(Point-per-instance localization data)

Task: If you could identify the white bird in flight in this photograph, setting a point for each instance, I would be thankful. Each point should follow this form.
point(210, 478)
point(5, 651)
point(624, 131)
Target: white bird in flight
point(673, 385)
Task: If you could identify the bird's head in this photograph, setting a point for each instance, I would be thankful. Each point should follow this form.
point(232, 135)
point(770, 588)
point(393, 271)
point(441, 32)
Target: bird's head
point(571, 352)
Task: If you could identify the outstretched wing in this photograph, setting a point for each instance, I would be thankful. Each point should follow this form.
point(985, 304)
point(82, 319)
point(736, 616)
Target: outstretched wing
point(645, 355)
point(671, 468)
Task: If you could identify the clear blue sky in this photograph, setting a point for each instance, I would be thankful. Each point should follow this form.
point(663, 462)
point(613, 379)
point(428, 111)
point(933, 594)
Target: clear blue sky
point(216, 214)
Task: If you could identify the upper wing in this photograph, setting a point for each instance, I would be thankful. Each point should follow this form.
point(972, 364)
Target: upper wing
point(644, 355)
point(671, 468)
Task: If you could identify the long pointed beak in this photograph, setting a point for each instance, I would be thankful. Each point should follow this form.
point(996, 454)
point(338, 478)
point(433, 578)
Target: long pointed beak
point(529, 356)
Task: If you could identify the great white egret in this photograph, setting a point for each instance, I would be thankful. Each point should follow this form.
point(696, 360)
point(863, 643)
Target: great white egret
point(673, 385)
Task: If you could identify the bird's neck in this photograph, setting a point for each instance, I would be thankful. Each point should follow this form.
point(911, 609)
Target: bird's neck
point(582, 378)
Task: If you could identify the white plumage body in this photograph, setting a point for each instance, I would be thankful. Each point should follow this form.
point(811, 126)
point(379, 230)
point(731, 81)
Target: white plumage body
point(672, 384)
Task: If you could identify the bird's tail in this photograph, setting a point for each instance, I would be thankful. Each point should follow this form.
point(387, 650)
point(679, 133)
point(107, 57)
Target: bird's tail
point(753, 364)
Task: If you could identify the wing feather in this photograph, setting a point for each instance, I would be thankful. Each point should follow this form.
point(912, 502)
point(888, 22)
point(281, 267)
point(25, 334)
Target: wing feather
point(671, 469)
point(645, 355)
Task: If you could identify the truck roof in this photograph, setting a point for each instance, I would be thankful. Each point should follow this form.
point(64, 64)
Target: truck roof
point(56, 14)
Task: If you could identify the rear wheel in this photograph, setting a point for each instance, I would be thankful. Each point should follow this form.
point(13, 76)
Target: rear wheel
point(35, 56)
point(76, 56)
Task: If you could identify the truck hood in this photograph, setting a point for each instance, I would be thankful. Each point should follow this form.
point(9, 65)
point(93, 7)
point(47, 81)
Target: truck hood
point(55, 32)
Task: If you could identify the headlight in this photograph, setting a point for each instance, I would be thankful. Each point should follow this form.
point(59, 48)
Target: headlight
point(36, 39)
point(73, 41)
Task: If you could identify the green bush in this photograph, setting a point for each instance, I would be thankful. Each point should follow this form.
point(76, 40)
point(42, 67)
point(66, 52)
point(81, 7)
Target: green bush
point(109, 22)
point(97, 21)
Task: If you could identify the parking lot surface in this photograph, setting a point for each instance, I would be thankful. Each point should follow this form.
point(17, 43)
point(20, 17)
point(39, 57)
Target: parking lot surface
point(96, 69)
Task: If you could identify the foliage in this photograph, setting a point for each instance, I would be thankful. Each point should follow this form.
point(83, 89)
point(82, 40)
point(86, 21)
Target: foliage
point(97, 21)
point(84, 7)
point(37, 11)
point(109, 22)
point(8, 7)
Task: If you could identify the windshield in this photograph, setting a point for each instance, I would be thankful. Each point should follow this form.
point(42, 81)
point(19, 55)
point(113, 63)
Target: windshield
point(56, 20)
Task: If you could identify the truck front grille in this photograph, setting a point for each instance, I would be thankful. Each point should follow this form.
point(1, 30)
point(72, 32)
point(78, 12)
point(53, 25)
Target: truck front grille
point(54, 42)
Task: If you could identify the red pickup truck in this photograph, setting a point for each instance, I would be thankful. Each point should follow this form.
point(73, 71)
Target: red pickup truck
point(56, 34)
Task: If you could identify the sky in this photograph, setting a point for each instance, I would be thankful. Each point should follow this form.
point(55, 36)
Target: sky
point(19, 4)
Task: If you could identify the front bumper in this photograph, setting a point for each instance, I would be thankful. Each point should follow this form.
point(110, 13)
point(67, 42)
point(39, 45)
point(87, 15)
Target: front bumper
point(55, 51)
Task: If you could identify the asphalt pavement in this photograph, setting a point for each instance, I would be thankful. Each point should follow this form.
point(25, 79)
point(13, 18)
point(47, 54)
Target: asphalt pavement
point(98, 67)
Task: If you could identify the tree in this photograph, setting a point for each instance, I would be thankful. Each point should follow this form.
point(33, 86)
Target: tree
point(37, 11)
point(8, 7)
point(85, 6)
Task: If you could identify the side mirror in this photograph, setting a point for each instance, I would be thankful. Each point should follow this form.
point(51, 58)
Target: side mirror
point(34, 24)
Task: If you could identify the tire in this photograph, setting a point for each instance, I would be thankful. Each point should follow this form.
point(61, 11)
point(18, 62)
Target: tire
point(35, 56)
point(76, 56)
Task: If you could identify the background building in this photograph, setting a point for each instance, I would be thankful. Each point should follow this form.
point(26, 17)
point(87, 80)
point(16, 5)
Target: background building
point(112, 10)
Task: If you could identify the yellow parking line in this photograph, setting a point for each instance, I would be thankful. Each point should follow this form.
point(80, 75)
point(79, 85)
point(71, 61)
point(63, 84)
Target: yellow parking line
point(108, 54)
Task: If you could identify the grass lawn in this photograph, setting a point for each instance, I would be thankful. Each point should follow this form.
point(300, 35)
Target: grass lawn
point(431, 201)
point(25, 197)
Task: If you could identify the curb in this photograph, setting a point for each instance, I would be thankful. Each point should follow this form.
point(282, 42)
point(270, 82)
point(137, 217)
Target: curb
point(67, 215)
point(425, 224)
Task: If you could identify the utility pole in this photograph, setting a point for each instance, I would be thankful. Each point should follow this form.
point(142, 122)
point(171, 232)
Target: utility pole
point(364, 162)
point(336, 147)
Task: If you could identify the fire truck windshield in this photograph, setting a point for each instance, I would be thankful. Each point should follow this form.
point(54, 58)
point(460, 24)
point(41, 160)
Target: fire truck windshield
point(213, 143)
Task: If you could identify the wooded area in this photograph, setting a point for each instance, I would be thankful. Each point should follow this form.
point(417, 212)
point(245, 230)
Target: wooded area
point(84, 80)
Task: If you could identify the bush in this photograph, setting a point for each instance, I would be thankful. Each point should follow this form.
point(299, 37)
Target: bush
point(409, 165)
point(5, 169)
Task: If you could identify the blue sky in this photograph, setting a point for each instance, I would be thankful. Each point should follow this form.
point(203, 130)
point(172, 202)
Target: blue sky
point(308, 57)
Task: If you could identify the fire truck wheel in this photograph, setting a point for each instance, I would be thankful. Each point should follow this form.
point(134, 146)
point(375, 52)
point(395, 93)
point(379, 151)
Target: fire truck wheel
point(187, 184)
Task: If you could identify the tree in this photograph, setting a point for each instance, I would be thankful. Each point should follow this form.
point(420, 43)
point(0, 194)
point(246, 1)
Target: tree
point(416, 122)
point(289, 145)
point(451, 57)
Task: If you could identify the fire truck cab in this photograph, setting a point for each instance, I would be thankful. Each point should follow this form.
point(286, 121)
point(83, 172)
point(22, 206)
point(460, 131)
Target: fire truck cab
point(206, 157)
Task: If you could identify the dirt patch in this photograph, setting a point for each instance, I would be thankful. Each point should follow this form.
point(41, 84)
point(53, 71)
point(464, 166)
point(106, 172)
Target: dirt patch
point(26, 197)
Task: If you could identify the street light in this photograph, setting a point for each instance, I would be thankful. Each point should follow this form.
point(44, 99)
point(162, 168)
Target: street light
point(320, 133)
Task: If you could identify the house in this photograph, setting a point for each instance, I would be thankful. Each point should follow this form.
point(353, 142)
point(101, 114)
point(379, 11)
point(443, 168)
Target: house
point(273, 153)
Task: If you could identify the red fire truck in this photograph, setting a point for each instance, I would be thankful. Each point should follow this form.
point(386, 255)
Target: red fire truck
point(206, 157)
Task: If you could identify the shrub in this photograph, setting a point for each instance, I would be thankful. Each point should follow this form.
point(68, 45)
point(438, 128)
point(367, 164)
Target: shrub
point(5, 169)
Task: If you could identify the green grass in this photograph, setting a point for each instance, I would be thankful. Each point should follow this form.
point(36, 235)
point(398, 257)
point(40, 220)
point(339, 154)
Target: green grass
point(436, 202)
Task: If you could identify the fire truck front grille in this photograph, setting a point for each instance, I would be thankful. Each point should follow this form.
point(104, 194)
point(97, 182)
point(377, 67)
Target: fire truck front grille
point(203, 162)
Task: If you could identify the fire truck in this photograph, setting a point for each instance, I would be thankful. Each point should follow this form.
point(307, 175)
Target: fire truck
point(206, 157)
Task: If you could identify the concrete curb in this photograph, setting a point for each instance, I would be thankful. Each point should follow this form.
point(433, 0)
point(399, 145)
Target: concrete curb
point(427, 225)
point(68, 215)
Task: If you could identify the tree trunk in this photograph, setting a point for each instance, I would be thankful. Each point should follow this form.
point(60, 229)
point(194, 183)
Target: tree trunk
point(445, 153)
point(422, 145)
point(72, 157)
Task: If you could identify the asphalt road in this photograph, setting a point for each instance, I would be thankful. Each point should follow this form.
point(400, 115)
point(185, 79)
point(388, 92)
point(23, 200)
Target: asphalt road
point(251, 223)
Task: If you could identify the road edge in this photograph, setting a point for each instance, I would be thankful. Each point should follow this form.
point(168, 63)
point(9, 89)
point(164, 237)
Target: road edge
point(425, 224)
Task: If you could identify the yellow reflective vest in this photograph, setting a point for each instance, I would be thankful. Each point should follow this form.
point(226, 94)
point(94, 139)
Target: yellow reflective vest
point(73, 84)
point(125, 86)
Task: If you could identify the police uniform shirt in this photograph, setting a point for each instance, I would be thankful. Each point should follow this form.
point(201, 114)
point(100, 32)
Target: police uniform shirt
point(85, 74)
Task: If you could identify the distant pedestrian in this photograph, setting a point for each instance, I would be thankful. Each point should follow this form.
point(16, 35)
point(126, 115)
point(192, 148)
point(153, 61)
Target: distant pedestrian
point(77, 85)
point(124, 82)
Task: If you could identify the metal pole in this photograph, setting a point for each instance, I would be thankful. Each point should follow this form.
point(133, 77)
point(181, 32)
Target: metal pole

# Task to carry out
In the records above, find each line that mentions the word "metal", and copy it.

# Task output
Task: If you could identify the metal pole in this photograph, setting a point for each instance, I would be thankful. Each point should follow this form.
Target: metal pole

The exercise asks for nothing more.